## Given instruction
Repeat exactly, and only, the lines from the one containing "Question. For every instance of the recessed" through the end of the records.

★ ★ ★ ★

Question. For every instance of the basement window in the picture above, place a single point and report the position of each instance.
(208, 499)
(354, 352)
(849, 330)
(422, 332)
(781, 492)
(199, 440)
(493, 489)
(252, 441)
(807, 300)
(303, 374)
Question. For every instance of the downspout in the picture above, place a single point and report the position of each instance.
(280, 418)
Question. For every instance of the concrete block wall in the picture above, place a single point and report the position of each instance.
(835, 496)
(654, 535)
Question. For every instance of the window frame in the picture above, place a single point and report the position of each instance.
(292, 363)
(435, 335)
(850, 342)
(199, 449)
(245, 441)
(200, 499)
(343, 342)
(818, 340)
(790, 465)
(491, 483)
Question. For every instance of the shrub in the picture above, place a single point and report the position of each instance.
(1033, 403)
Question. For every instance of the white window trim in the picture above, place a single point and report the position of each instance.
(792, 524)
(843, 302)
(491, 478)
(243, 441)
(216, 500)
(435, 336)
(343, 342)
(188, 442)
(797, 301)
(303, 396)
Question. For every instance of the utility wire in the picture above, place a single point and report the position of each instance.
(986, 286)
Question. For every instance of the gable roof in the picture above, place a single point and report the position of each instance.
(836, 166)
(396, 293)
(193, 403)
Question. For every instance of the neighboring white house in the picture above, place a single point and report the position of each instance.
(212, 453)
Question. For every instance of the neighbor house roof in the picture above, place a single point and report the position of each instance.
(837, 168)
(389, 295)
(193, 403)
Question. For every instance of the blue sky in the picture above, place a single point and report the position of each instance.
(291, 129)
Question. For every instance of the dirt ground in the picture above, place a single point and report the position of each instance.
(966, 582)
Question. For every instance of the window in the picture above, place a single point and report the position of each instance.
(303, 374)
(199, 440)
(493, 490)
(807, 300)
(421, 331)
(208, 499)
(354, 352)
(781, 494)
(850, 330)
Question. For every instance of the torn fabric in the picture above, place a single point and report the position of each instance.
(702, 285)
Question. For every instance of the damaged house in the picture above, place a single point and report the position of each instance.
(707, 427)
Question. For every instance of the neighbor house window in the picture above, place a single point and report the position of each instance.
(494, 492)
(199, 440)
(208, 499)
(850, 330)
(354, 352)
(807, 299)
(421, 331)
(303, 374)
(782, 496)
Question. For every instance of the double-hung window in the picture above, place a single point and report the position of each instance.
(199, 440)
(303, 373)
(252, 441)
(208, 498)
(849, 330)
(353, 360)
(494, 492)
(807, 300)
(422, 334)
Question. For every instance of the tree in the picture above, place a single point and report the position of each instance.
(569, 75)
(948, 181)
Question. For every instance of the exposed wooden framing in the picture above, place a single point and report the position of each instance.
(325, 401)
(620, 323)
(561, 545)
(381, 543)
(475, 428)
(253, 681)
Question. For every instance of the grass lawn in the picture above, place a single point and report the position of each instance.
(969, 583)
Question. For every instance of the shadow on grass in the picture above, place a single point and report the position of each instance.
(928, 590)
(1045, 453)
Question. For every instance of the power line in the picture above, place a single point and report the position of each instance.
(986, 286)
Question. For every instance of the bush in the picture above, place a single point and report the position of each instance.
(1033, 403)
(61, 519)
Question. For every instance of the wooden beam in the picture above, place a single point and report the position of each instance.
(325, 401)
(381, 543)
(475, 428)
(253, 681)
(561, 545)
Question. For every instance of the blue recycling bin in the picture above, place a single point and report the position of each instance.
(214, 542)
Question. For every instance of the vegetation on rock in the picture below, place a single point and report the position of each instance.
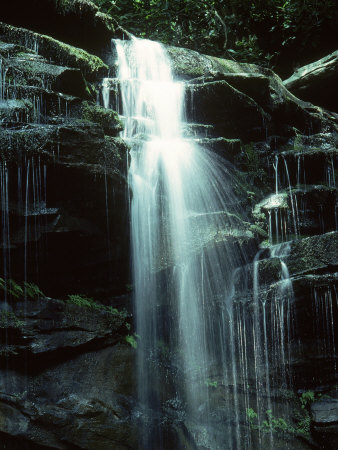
(275, 33)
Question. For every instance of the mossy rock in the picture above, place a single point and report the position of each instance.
(63, 54)
(106, 118)
(188, 64)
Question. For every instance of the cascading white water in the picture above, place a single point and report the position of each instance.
(182, 266)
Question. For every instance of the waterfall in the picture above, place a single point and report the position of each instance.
(182, 264)
(194, 356)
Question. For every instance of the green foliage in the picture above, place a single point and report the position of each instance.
(251, 413)
(267, 32)
(130, 339)
(272, 424)
(32, 290)
(84, 301)
(210, 383)
(307, 398)
(89, 302)
(9, 320)
(107, 118)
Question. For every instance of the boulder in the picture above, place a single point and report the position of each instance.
(317, 82)
(80, 370)
(77, 22)
(60, 52)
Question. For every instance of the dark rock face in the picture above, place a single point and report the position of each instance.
(317, 82)
(61, 157)
(325, 419)
(48, 338)
(67, 376)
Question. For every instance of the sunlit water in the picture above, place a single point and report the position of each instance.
(192, 339)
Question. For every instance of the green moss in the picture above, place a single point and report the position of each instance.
(9, 320)
(88, 302)
(211, 384)
(131, 341)
(64, 54)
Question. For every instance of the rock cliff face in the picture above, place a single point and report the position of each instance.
(67, 370)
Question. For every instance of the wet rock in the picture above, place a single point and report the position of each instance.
(316, 82)
(189, 64)
(78, 372)
(50, 48)
(314, 254)
(227, 148)
(221, 105)
(78, 22)
(29, 69)
(325, 420)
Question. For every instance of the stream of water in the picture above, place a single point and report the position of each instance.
(196, 346)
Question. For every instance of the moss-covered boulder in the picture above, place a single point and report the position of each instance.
(60, 52)
(77, 22)
(317, 82)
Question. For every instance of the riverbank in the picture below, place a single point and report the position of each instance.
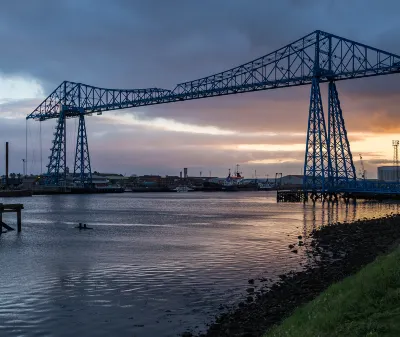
(365, 304)
(335, 251)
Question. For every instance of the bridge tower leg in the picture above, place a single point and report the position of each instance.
(82, 168)
(342, 168)
(317, 161)
(57, 169)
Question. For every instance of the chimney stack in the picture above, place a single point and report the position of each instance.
(6, 164)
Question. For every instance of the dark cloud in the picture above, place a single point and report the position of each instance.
(136, 44)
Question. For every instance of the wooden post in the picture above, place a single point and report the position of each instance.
(1, 218)
(19, 219)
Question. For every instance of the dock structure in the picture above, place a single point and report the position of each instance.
(11, 208)
(290, 196)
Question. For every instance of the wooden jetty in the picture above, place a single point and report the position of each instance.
(11, 208)
(290, 196)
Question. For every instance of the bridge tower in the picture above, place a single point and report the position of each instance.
(82, 168)
(57, 167)
(342, 168)
(316, 161)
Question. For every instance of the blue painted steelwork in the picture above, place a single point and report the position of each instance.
(316, 162)
(56, 170)
(316, 58)
(319, 54)
(82, 168)
(342, 167)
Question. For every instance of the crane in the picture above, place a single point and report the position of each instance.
(363, 172)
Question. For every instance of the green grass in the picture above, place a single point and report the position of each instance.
(365, 304)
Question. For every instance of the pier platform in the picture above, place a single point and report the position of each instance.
(11, 208)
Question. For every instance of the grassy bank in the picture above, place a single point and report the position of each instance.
(365, 304)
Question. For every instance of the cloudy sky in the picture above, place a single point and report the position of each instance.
(154, 43)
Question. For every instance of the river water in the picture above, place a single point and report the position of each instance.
(154, 264)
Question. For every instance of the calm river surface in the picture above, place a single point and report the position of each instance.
(154, 265)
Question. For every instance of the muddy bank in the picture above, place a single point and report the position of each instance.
(335, 251)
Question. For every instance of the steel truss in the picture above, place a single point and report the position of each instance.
(82, 168)
(57, 169)
(313, 59)
(317, 160)
(342, 168)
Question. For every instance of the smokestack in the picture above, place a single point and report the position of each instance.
(6, 164)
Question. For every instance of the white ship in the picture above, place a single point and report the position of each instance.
(183, 188)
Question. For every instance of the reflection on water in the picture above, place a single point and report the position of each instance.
(154, 265)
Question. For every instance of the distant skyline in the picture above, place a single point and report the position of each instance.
(138, 44)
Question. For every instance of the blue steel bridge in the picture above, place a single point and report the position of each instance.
(314, 59)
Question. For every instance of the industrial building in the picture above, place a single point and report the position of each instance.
(388, 173)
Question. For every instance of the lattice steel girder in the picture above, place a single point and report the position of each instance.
(56, 168)
(342, 166)
(319, 54)
(316, 162)
(82, 168)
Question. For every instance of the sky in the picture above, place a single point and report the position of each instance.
(129, 44)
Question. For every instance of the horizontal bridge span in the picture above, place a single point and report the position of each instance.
(319, 54)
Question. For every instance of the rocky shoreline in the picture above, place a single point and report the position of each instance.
(335, 251)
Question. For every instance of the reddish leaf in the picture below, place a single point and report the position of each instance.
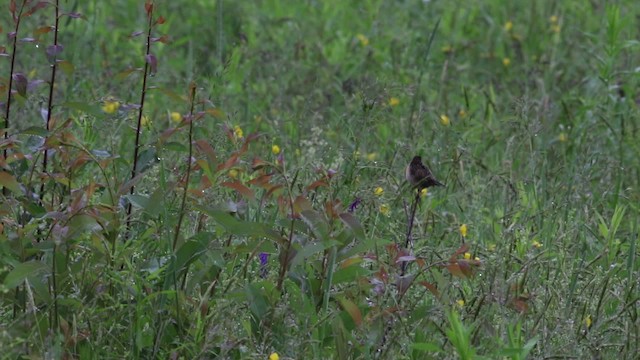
(21, 83)
(36, 7)
(262, 181)
(245, 191)
(431, 287)
(248, 139)
(66, 66)
(403, 283)
(205, 148)
(273, 189)
(8, 181)
(317, 184)
(42, 30)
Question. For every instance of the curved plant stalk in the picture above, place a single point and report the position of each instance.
(149, 60)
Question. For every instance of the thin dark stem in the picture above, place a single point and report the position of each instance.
(54, 67)
(416, 97)
(410, 229)
(143, 94)
(12, 69)
(188, 175)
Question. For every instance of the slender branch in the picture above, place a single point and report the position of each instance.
(54, 67)
(143, 94)
(409, 230)
(7, 107)
(188, 175)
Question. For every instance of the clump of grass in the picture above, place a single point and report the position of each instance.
(265, 210)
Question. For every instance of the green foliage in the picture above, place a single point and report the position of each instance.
(225, 179)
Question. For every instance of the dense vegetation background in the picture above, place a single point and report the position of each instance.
(203, 179)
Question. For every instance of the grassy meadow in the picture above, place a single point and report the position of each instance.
(226, 179)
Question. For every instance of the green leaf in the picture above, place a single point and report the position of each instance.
(352, 309)
(85, 108)
(240, 228)
(257, 301)
(316, 223)
(22, 271)
(8, 181)
(35, 130)
(352, 222)
(311, 249)
(430, 347)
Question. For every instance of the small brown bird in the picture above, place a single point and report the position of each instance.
(419, 175)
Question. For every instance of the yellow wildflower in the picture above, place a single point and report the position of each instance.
(110, 106)
(444, 120)
(175, 116)
(508, 26)
(364, 41)
(463, 230)
(237, 131)
(563, 137)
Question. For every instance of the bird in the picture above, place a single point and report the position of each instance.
(419, 176)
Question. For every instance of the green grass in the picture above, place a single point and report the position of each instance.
(527, 111)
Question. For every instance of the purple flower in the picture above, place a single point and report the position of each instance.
(354, 204)
(264, 258)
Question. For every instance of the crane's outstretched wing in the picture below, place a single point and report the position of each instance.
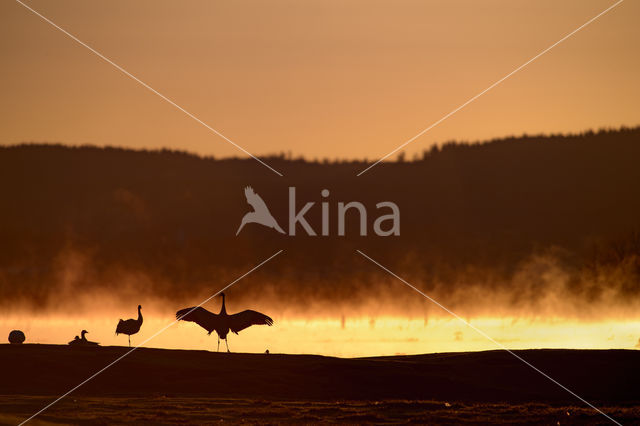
(244, 319)
(202, 317)
(255, 200)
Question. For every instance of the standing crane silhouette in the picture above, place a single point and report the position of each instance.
(221, 323)
(130, 326)
(82, 341)
(260, 213)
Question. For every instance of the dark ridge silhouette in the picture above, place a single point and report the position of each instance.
(493, 216)
(603, 377)
(222, 323)
(130, 326)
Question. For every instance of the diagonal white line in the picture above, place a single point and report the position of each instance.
(422, 132)
(156, 334)
(133, 77)
(490, 338)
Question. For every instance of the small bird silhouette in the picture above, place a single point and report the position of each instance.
(223, 322)
(260, 213)
(130, 326)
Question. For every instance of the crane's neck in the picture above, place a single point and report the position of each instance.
(224, 309)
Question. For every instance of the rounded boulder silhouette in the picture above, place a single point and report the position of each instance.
(16, 337)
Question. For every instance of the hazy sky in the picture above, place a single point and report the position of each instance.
(318, 78)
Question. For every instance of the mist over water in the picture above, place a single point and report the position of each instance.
(535, 229)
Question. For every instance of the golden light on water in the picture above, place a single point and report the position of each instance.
(351, 337)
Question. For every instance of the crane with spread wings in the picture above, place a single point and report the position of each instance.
(222, 323)
(260, 213)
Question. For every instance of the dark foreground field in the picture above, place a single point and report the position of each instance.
(174, 386)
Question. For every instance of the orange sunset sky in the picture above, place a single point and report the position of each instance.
(318, 78)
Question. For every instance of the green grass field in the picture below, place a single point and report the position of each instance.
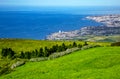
(29, 45)
(94, 63)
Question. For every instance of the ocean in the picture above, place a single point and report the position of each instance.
(37, 24)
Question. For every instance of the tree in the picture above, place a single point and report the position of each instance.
(46, 52)
(79, 46)
(22, 55)
(41, 52)
(7, 52)
(74, 44)
(63, 47)
(85, 44)
(27, 55)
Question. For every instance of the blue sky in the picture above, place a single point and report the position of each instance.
(60, 2)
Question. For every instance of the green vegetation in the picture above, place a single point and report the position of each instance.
(115, 44)
(17, 52)
(94, 63)
(110, 38)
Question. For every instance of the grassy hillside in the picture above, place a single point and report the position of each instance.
(95, 63)
(29, 45)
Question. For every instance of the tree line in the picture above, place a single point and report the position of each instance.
(42, 52)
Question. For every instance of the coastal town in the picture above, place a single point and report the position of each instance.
(111, 27)
(108, 20)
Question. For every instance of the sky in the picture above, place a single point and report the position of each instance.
(59, 2)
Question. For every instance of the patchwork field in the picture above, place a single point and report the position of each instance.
(94, 63)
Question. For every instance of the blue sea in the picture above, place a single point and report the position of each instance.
(37, 23)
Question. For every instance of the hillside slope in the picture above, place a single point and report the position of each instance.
(95, 63)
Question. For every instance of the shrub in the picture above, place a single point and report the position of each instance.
(115, 44)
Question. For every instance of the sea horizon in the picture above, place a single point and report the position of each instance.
(37, 23)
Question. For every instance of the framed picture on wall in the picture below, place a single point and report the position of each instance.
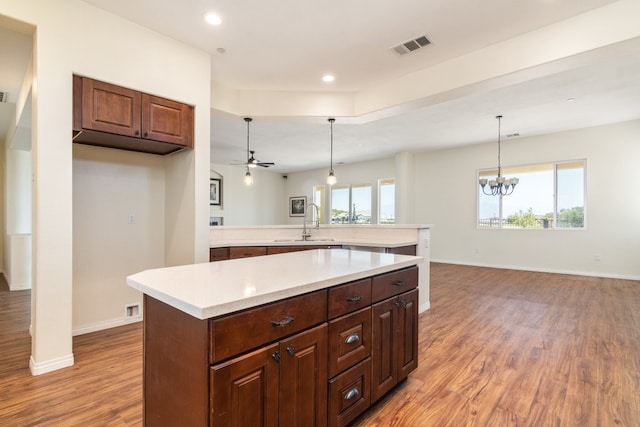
(215, 191)
(215, 221)
(297, 205)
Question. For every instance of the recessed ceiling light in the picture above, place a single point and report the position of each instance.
(213, 19)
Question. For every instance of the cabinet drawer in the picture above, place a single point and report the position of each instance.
(237, 333)
(394, 283)
(347, 298)
(349, 340)
(246, 251)
(218, 254)
(349, 394)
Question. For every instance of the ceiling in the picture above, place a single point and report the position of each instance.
(287, 45)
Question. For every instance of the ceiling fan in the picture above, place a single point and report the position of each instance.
(252, 162)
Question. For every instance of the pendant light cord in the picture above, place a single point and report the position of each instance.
(331, 162)
(499, 167)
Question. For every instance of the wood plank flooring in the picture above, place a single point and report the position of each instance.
(497, 348)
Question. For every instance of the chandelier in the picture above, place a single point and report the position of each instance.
(248, 179)
(500, 186)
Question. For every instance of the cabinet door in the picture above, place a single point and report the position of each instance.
(244, 390)
(110, 108)
(408, 333)
(167, 121)
(218, 254)
(383, 351)
(303, 379)
(246, 251)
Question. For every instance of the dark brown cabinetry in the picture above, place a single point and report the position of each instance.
(112, 116)
(316, 359)
(395, 331)
(281, 384)
(246, 251)
(218, 254)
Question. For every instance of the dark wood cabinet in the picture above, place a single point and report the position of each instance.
(246, 251)
(218, 254)
(394, 342)
(281, 384)
(246, 390)
(272, 250)
(168, 121)
(112, 116)
(402, 250)
(315, 359)
(303, 379)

★ ★ ★ ★

## Written solution
Question. For every instance of the recessed ceiling light in the picture above, place a single point and report the position of each instance.
(213, 19)
Question. For every instance of the cabinet drawer in the picture above, place a single point and report the position of each instance.
(237, 333)
(394, 283)
(347, 298)
(349, 340)
(246, 251)
(218, 254)
(349, 394)
Question. For every instance of the ceiling in the picture above, place a single point and report the position of each instance.
(287, 45)
Question. For every instance of the ceiling fan in the picture above, place a single point and report the position of each instance.
(252, 162)
Question. For every instance of the pendant light cord in the picture above, place a single point and report the position of each instance.
(331, 162)
(499, 167)
Question. For every instance of the wood plank flooring in the picture above, place a single point and report the position of each instance.
(497, 348)
Question. For every instance of the chandelier in the picture above, place a single point and report the position of each instance.
(248, 179)
(500, 186)
Question. For every instance of the cabinet door in the picture above, place a single point and report the position of each instance.
(244, 390)
(110, 108)
(408, 333)
(167, 121)
(218, 254)
(383, 351)
(303, 379)
(246, 251)
Question. For every instance of the dark brown cabinetry in the picture above, place a single point and report the position of each instance.
(112, 116)
(316, 359)
(395, 331)
(281, 384)
(246, 251)
(218, 254)
Question. For every instance of the dark wood cabinet in the picture above, place a single point and report the position of each instance.
(246, 251)
(218, 254)
(394, 342)
(281, 384)
(246, 390)
(272, 250)
(168, 121)
(112, 116)
(402, 250)
(315, 359)
(303, 379)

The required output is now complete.